** Passage provided follows **

This subject came to mind when I read that 1,000 adverse healthcare incidents per week occurred in Irish hospitals. Here we go again, I thought to myself. Guess who'll be blamed?

No marks for that one, it's the doctors again. In fact, no sooner was this report leaked than we were told that the real figure was possibly three times this number as not all hospitals were reporting to the incident-reporting system at that time. In reality, the true figure was slightly fewer than 850 a week, but 1,000 sounds better doesn't it? Such incidents ranged from the extremely serious to the trivial and, frankly, it is difficult to see how some of them became a part of such a report at all.

Some non-consultant hospital doctors I spoke to during the week were scathing about some of the incidents being reported and the amount of time, effort and paperwork involved in dealing with them. Some such are described as "near misses", an intriguing description indeed. Some careless doctor or nurse missed doing harm, not good enough really in today's world.

However, to return to my original point, almost 40 per cent of the adverse incidents referred to the same slips and falls that often disturbed my sleep all those years ago. How ever did we manage back then without the State Claims Agency to run to? I'll tell you how. We just got on with it and examined and treated the patients as best we could.

I do not for one moment seek to deny that bad things can happen in hospitals, that there can be negligence and sins of omission and commission. There always will be and it would be very foolish indeed to postulate some sort of Utopian health system where such things will not occur.

** End of Passage provided **

# [Exercises]
[1] List every figure the commentary on adverse hospital incidents gives for the number or share of those incidents, with the wording attached to each.
[2] Continue the commentary on adverse hospital incidents from its final sentence.

** Data excerpt follows **

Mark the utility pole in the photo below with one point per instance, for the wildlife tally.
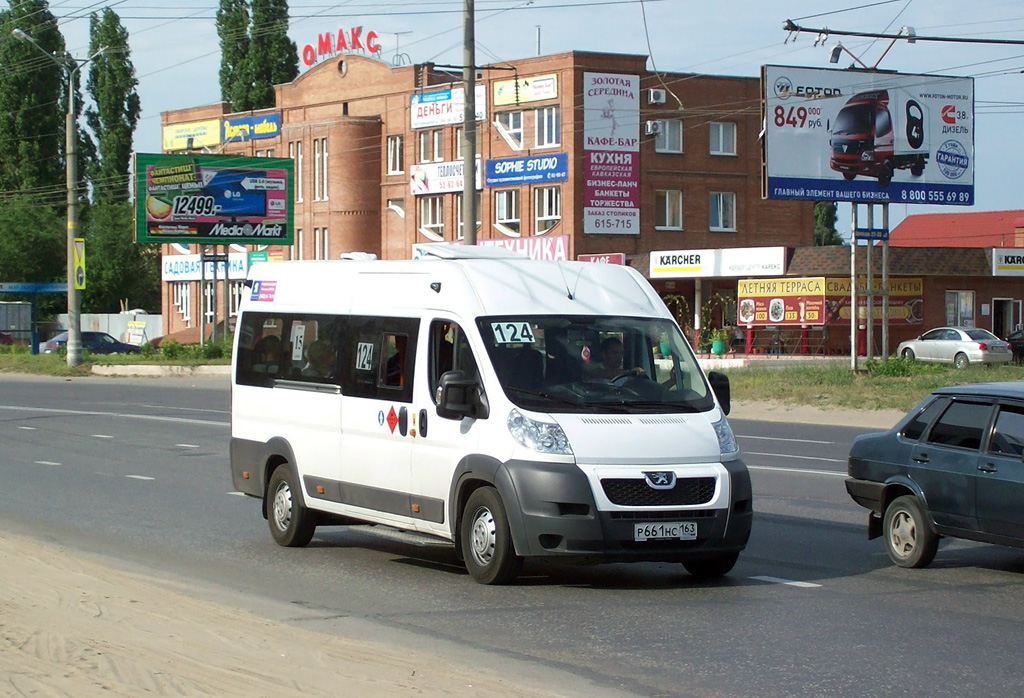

** End of Data excerpt **

# [Answers to the tasks]
[1]
- 1,000 adverse healthcare incidents per week in Irish hospitals
- possibly three times this number
- slightly fewer than 850 a week
- almost 40 per cent referring to slips and falls

[2]
This report is useful in that it provides a statistical base for the prevalence of all adverse happenings and, apparently, our figures conform roughly to international experience. I would have been mightily surprised if it had proved otherwise.

A short time ago in a television interview, I remarked that we are a very litigious people. This is what this is all about. The State Claims Agency defends all those employed within the system against allegations of poor treatment or bad outcomes. These figures allow them separate the wheat from the chaff.

Why else would such incidents be reported to the agency other than to warn of possible impending litigation? Apparently, we are also to have a new patient safety authority to assure best practice in the archaic and underfunded hospitals that we have. Great idea this, but how about a few more doctors and nurses and carers rather than another expensive collection of bean counters?

If we point out that we need more nurses and doctors, we are told that there is a cap on numbers employed in the public service. We need doctors, and yet newly qualified doctors sometimes have to look overseas to get intern jobs. Places on general practice training schemes are at a premium and yet the importance of primary care is constantly preached.

Newly qualified physiotherapists cannot get employment although desperately needed and we have the farcical situation whereby up to 70 per cent of newly qualified nurses leave the service within two years of graduation and leave us importing nurses, sometimes from countries that can ill afford to lose them.

Those who preach about "patient safety", as if they had invented it, are not the two night nurses charged with the care of 40 even 50 patients on their ward. They are not the intensive care, or coronary care, or theatre and A&E nurses struggling to make the best of often appalling conditions. They hold to their vocations despite a pay scale that is derisory compared with many less qualified groups. It is little wonder that many choose to leave the service. They have been shamefully treated.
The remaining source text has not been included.